### [ABOUT THIS TASK]
Of the lines below, report only those that contain "segment".

### [DATA UNDER STUDY]

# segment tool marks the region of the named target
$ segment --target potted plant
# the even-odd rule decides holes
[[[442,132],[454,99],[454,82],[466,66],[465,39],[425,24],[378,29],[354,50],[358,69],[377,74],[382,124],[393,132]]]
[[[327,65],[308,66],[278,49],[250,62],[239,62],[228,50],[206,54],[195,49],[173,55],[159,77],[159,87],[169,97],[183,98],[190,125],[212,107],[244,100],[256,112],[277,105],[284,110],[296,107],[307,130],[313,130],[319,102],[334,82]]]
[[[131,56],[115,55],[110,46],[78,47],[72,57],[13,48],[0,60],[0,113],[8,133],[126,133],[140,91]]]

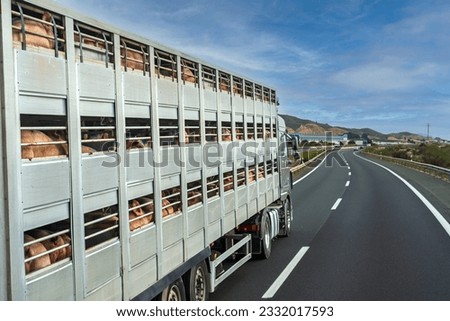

### [RESULT FOR THIS TASK]
# segment tool marks the region of the named target
$ segment --target potted plant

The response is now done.